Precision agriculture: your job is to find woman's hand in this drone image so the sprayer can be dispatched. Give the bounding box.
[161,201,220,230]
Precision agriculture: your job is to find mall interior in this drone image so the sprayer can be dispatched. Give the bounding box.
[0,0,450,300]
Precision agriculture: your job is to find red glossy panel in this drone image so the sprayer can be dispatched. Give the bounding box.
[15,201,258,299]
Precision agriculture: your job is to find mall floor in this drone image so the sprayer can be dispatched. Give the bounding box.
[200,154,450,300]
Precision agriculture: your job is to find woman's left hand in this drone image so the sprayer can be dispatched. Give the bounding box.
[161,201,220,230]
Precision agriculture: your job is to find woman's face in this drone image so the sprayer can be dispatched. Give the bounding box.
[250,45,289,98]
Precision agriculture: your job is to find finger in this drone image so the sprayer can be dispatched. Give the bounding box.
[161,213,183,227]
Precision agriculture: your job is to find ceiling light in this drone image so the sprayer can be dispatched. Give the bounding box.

——————————

Aufgabe:
Schreib alle Zeilen der Liste oben noch einmal ab, die Aufträge eingeschlossen. Verschieb dabei jede Zahl in den Antworten, also die Koordinaten der Begrenzungsrahmen, um plus 27.

Antwort:
Precision agriculture: your job is to find woman's hand in this drone image so the sprayer can be dispatched. Give the bounding box.
[188,228,247,257]
Precision agriculture: your job is to find mall interior in this drone image so the sprayer can be dispatched. Give the bounding box.
[27,27,477,327]
Precision agriculture: your job is to find red glossy panel in this drone image so the sprayer can be dispatched. Give the bounding box.
[42,228,285,326]
Precision agriculture: your job is to find mall floor in this drone image so the sprayer can be dispatched. Give the bounding box.
[227,181,477,327]
Precision agriculture: your job is to find woman's left hand in this drone image so the sprayer can be dispatched. Give the bounding box.
[188,228,247,257]
Precision agriculture: your job is to find woman's face in this drone image so the sprayer can be dispatched. Give the bounding box.
[277,72,316,125]
Precision agriculture: your job is to find finger in this drone image so the sprayer can be dispatched. Give the bounding box.
[188,240,210,254]
Precision agriculture: your job is to find ceiling light in this drone image so the sprayer can be dispatched. Give the bounding box.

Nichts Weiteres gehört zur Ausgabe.